## Start Document passage
From: "Darrick J. Wong" <djwong@kernel.org>
To: Christoph Hellwig <hch@lst.de>
Cc: Carlos Maiolino <cem@kernel.org>,
Christian Brauner <brauner@kernel.org>, Jan Kara <jack@suse.cz>,
"Martin K. Petersen" <martin.petersen@oracle.com>,
linux-kernel@vger.kernel.org, linux-xfs@vger.kernel.org,
linux-fsdevel@vger.kernel.org, linux-raid@vger.kernel.org,
linux-block@vger.kernel.org
Subject: Re: [PATCH 4/4] xfs: fallback to buffered I/O for direct I/O when stable writes are required
Date: Wed, 29 Oct 2025 08:53:06 -0700 [thread overview]
Message-ID: <20251029155306.GC3356773@frogsfrogsfrogs> (raw)
In-Reply-To: <20251029071537.1127397-5-hch@lst.de>
On Wed, Oct 29, 2025 at 08:15:05AM +0100, Christoph Hellwig wrote:
> Inodes can be marked as requiring stable writes, which is a setting
> usually inherited from block devices that require stable writes. Block
> devices require stable writes when the drivers have to sample the data
> more than once, e.g. to calculate a checksum or parity in one pass, and
> then send the data on to a hardware device, and modifying the data
> in-flight can lead to inconsistent checksums or parity.
## End Document passage
## Start Listing
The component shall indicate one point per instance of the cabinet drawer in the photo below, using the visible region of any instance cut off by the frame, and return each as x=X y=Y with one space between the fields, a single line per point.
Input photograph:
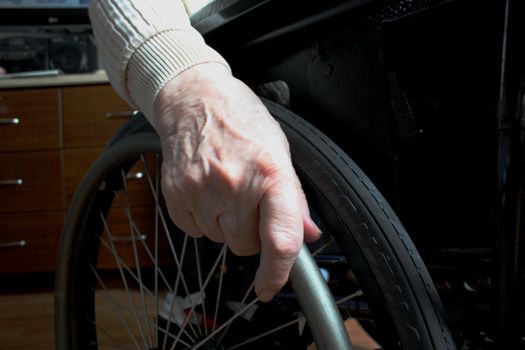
x=78 y=161
x=29 y=119
x=31 y=181
x=92 y=115
x=29 y=242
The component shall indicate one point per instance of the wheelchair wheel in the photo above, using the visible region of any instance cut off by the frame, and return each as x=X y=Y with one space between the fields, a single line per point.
x=128 y=278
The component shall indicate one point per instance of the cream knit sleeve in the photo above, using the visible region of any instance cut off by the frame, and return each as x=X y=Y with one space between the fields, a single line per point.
x=144 y=44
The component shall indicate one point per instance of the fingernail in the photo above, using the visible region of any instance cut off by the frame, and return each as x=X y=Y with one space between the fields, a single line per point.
x=314 y=225
x=319 y=232
x=265 y=296
x=317 y=229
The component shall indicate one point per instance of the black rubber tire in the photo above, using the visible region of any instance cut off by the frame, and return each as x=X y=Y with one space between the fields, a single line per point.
x=404 y=302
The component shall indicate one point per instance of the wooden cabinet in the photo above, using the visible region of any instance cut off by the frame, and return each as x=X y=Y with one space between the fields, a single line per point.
x=30 y=120
x=48 y=139
x=92 y=114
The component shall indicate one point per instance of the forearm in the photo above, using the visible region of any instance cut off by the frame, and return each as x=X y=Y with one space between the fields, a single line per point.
x=144 y=44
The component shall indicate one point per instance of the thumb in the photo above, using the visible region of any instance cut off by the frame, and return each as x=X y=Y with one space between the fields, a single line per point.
x=281 y=233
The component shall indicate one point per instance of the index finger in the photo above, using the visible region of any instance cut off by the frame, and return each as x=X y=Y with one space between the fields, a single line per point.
x=281 y=234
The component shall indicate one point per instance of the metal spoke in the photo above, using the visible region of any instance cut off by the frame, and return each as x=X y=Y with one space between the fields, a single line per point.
x=127 y=210
x=199 y=276
x=114 y=304
x=276 y=329
x=174 y=253
x=243 y=300
x=120 y=261
x=123 y=277
x=219 y=290
x=225 y=324
x=175 y=288
x=220 y=257
x=156 y=260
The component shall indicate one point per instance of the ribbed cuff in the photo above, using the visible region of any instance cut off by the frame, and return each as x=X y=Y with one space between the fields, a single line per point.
x=160 y=59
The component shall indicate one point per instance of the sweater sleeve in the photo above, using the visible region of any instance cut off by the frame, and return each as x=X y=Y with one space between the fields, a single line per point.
x=144 y=44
## End Listing
Goal of the exercise: Write the next part of the patch email about stable writes, starting after its last line.

Answer to the task:
>
> For buffered I/O, the writeback code implements this by not allowing
> modifications while folios are marked as under writeback, but for
> direct I/O, the kernel currently does not have any way to prevent the
> user application from modifying the in-flight memory, so modifications
> can easily corrupt data despite the block driver setting the stable
> write flag. Even worse, corruption can happen on reads as well,
> where concurrent modifications can cause checksum mismatches, or
> failures to rebuild parity. One application known to trigger this
> behavior is Qemu when running Windows VMs, but there might be many
> others as well. xfstests can also hit this behavior, not only in the
> specifically crafted patch for this (generic/761), but also in
> various other tests that mostly stress races between different I/O
> modes, which generic/095 being the most trivial and easy to hit
> one.
>
> Fix XFS to fall back to uncached buffered I/O when the block device
> requires stable writes to fix these races.
>
> Signed-off-by: Christoph Hellwig <hch@lst.de>
> ---
> fs/xfs/xfs_file.c | 54 +++++++++++++++++++++++++++++++++++++++--------
> fs/xfs/xfs_iops.c | 6 ++++++
> 2 files changed, 51 insertions(+), 9 deletions(-)
>
> diff --git a/fs/xfs/xfs_file.c b/fs/xfs/xfs_file.c
> index e09ae86e118e..0668af07966a 100644
> --- a/fs/xfs/xfs_file.c
> +++ b/fs/xfs/xfs_file.c
> @@ -230,6 +230,12 @@ xfs_file_dio_read(
> struct xfs_inode *ip = XFS_I(file_inode(iocb->ki_filp));
> ssize_t ret;
>
> + if (mapping_stable_writes(iocb->ki_filp->f_mapping)) {
> + xfs_info_once(ip->i_mount,
> + "falling back from direct to buffered I/O for read");
> + return -ENOTBLK;
> + }
> +
> trace_xfs_file_direct_read(iocb, to);
>
> if (!iov_iter_count(to))
> @@ -302,13 +308,22 @@ xfs_file_read_iter(
> if (xfs_is_shutdown(mp))
> return -EIO;
>
> - if (IS_DAX(inode))
> + if (IS_DAX(inode)) {
> ret = xfs_file_dax_read(iocb, to);
> - else if (iocb->ki_flags & IOCB_DIRECT)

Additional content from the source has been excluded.